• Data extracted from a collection
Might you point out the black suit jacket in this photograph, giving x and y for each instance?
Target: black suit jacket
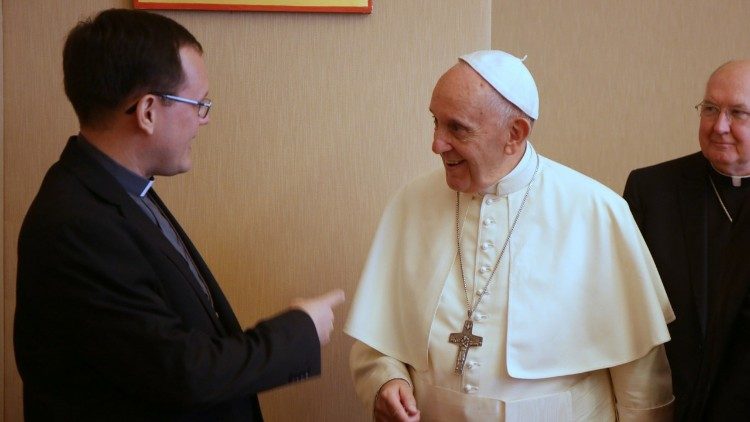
(669, 202)
(111, 324)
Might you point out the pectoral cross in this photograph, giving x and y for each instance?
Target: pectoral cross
(464, 339)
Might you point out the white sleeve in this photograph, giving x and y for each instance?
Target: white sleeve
(643, 388)
(371, 369)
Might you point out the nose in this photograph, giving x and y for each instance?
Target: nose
(439, 144)
(722, 123)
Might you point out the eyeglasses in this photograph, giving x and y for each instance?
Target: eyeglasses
(203, 106)
(711, 111)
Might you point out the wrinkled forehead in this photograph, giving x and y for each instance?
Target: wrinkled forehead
(462, 83)
(730, 84)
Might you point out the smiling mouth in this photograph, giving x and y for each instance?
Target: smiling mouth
(452, 163)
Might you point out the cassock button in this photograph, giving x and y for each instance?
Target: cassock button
(470, 389)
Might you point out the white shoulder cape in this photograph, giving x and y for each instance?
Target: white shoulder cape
(584, 293)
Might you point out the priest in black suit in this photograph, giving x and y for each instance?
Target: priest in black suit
(695, 217)
(118, 318)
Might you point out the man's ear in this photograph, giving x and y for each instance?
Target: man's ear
(518, 129)
(146, 113)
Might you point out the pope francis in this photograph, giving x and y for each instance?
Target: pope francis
(521, 291)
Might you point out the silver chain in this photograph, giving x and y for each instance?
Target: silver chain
(469, 308)
(716, 191)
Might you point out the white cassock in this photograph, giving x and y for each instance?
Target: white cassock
(574, 321)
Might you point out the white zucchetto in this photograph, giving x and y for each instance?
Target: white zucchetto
(509, 76)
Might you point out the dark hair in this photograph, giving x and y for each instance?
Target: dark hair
(119, 55)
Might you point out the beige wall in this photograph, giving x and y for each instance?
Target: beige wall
(319, 118)
(618, 79)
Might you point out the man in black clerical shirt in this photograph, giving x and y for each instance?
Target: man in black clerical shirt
(118, 318)
(695, 217)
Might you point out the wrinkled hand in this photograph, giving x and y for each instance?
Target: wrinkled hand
(395, 402)
(320, 309)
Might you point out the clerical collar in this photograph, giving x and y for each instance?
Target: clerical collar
(134, 184)
(520, 176)
(736, 181)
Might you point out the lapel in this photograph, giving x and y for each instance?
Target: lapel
(692, 194)
(107, 188)
(733, 290)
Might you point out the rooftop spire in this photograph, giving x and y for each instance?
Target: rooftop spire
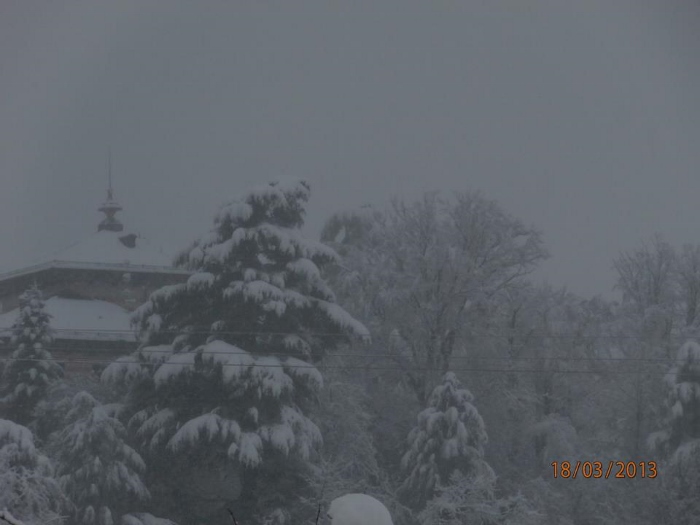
(110, 207)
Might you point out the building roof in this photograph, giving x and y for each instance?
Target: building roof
(105, 250)
(81, 319)
(114, 247)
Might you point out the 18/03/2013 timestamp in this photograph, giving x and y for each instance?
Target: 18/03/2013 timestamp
(597, 469)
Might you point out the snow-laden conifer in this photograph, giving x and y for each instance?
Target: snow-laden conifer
(97, 469)
(450, 435)
(679, 441)
(226, 366)
(31, 368)
(27, 487)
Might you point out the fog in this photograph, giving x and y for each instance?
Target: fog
(580, 118)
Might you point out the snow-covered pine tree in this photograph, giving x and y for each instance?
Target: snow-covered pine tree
(679, 441)
(471, 499)
(225, 369)
(450, 436)
(27, 487)
(97, 470)
(30, 369)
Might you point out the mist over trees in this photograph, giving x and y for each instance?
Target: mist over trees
(408, 355)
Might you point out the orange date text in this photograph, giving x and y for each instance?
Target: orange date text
(598, 469)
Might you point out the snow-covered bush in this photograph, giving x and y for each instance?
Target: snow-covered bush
(30, 369)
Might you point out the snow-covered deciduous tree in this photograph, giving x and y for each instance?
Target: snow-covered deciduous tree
(423, 270)
(226, 368)
(30, 369)
(450, 436)
(96, 468)
(27, 487)
(471, 499)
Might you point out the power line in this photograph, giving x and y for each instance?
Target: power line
(569, 336)
(154, 350)
(344, 367)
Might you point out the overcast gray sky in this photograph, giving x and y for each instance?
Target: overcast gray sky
(580, 117)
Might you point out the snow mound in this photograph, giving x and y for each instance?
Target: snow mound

• Short exercise
Copy the material above exactly and drop the pictures.

• Final result
Might you point out the black suit jacket in this photograph, giving x and y for each instance?
Target: black suit jacket
(669, 202)
(111, 324)
Might you point out the pectoral cross in this photograph, giving x and y for each instance?
Target: pectoral cross
(464, 339)
Might you point out the white sleeve in this photograph, giving x and y for each instance?
Target: white sleeve
(643, 388)
(371, 369)
Might you point out the nose in this photograph, giving x and y for each instance?
Target: nose
(439, 144)
(722, 123)
Might you point out the eyeglasses in this photograph, giving x and y for each instance?
Target: eyeglasses
(203, 106)
(711, 111)
Might you point out the wrinkled forehead in this photograph, giving x and y for each instance?
Target: wrinkled forehead
(462, 83)
(730, 84)
Might you point out the smiling mouth in this photograph, giving x and y for each instance?
Target: smiling mouth
(452, 163)
Might you point out the cassock button in this photograph, giving x and y for each instance?
Target: cassock button
(470, 389)
Might you point out the white shoulder cape in this photograph, giving x and y for each instance?
Target: white shoulder cape
(584, 293)
Might you point out the priest in black suit in this photograph, giving x and y for each instance?
Target: priest in black suit
(695, 217)
(118, 318)
Might you point out the man's ear in this photograph, giving x and y for each instance?
Target: man's ear
(518, 129)
(146, 113)
Might you point out the pope francis in this photograph, giving x and y for each instance?
Target: pope francis
(521, 291)
Might you point out the silver chain in this photograph, giving x and y for each instance?
Target: silver chain
(469, 308)
(716, 191)
Might you point out the white cassock in this photograph, giving x and y for each instance?
Target: white cassock
(574, 321)
Might you point out the white zucchetto in this photograph, giving x and y for each instance?
Target: white zucchetto
(509, 76)
Might you point out the dark hair in this photograph, giving x and y for each instance?
Target: dark hair
(119, 55)
Might you point out the beige wall in this photograph, giving x and y for each instance?
Target: beige wall
(319, 118)
(618, 79)
Might you point out the man in black clerical shirt in this photograph, giving x and y for each instance?
Target: man in black clerical shirt
(118, 318)
(695, 217)
Might you point out the wrinkled hand in this photograph, giving x and y for each instance?
Target: wrinkled hand
(395, 402)
(320, 309)
Might you point out the clerical collar in this photograph, giving x and y for each instance?
Target: clerical collar
(134, 184)
(520, 176)
(736, 181)
Might you point out the lapel in this photograph, giving x and y for each instance?
Target: lapel
(692, 194)
(107, 188)
(733, 290)
Might you point out the rooftop spire in this photograph, giving x and y for each instance?
Target: rooftop spire
(110, 207)
Might you point out the building roof in this photograph, giving x and y for each instance?
Target: building roof
(105, 250)
(81, 319)
(114, 247)
Might you point out the 18/03/2013 timestamp in this photograph, giving x and y for each instance?
Target: 18/03/2013 timestamp
(597, 469)
Might you point out the snow-laden conifer in this photograph, giving x and y for each instance?
Target: snow-laden conifer
(97, 469)
(450, 435)
(679, 441)
(226, 366)
(31, 368)
(27, 487)
Might you point out the fog in this photograph, giving x and y for each instance?
Target: fog
(580, 118)
Might you point out the snow-covered pine tree in this photograph, giving x and y for each instance?
Target: snow-covered pine tree
(679, 441)
(471, 499)
(225, 369)
(450, 436)
(27, 487)
(97, 470)
(30, 369)
Might you point out the mist over trees in this photograph, giving x and y for each instance?
Target: mist over trees
(408, 355)
Might you point out the orange date text in this photograph, giving x and y for each instance?
Target: orange date text
(598, 469)
Might you point out the snow-covered bush in this photograph, giving x and y for each instance?
Target: snow-covered bush
(30, 369)
Might you point out the snow-covered deciduous tree in this photograph, giving x and y for each instance?
Target: snow-covered deciduous tree
(423, 270)
(226, 368)
(30, 369)
(450, 436)
(96, 468)
(27, 487)
(471, 499)
Might you point out the power line in this photograph, giving x and y for each instance?
Target: power line
(569, 336)
(154, 350)
(344, 367)
Might you point out the overcast gray sky in this photograph, giving x and y for each instance?
Target: overcast gray sky
(580, 117)
Might you point out the snow mound in this photograph, giving x and y for each instance?
Target: snow mound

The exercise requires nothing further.